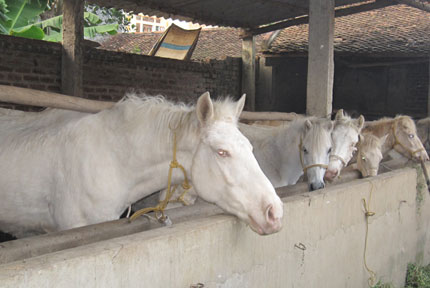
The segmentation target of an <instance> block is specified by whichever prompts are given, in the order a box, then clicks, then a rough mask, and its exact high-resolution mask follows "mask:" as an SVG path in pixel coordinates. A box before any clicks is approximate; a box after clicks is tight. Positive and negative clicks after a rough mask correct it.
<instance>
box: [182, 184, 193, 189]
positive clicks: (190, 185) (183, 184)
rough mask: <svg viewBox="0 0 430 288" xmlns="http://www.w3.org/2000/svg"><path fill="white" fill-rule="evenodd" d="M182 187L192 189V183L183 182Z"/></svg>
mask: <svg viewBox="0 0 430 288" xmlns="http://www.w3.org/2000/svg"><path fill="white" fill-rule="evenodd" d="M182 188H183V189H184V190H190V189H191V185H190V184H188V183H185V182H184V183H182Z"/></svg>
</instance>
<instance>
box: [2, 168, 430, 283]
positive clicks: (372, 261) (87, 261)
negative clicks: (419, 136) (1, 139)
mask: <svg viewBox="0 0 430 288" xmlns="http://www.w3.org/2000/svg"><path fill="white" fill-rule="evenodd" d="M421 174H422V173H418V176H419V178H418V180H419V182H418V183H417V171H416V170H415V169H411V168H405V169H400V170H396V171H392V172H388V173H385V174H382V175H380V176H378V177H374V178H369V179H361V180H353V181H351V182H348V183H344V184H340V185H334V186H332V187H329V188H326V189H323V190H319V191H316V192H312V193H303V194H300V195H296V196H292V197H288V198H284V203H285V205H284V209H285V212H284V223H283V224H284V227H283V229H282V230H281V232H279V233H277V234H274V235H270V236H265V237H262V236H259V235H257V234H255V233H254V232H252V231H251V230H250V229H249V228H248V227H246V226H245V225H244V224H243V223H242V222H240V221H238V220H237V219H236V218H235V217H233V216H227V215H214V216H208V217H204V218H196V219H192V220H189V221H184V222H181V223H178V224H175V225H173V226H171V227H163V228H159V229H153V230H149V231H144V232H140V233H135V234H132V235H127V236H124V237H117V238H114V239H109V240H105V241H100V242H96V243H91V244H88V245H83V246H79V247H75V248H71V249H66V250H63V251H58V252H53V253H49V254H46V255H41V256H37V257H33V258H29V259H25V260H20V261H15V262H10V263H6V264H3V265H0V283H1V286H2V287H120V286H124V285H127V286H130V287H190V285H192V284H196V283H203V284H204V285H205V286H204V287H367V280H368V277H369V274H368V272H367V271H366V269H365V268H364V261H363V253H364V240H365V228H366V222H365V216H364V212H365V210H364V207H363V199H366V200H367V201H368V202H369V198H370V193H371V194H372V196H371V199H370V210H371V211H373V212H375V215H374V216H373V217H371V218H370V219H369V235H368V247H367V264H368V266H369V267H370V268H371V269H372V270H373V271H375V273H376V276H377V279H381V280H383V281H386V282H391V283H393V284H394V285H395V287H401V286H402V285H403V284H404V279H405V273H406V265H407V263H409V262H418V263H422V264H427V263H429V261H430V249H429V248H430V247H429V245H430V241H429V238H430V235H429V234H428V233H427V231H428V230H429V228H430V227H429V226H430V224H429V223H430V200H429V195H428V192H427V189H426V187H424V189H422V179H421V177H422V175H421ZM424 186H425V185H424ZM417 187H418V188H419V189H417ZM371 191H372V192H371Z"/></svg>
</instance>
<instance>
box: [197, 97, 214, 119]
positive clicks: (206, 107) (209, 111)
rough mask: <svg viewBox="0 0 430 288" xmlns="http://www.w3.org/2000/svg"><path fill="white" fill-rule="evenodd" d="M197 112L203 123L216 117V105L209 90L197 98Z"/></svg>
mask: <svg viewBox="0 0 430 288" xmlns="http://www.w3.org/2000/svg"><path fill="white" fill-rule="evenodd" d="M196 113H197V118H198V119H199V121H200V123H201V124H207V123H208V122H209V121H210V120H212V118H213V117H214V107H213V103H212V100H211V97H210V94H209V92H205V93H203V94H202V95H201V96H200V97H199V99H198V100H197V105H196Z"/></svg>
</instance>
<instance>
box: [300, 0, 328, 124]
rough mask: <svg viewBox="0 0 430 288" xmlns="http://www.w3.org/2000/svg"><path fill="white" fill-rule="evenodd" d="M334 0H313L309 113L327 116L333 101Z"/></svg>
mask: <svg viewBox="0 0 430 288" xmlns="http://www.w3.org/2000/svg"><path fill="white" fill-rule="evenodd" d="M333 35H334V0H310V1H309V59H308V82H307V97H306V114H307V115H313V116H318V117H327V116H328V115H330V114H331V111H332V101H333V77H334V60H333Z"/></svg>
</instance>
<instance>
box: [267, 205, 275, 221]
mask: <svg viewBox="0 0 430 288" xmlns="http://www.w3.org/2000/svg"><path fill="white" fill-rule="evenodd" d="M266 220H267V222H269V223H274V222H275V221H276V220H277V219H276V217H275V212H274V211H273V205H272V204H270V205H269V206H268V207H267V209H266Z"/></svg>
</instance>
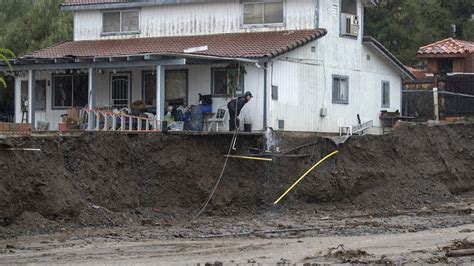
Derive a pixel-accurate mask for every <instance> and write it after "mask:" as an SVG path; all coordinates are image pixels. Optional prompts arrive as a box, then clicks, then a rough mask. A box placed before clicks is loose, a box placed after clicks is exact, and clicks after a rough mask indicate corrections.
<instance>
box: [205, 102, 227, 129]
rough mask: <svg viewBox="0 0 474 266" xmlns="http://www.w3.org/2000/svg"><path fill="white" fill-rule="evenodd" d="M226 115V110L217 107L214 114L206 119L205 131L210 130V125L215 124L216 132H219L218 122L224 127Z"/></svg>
• • • • • • •
Display every line in the rows above that contains the string "negative", matching case exactly.

The segmentation target of an <instance> block is specified by whichever prompts are given, in the order a box, then clicks, then a rough mask, and its exact high-resolution mask follows "mask:" as an SVG path in pixel coordinates. A box before any clicks is approximate; a box after clicks is tight. Positive and negative clicks after a rough mask correct it.
negative clicks: (419, 136) (1, 139)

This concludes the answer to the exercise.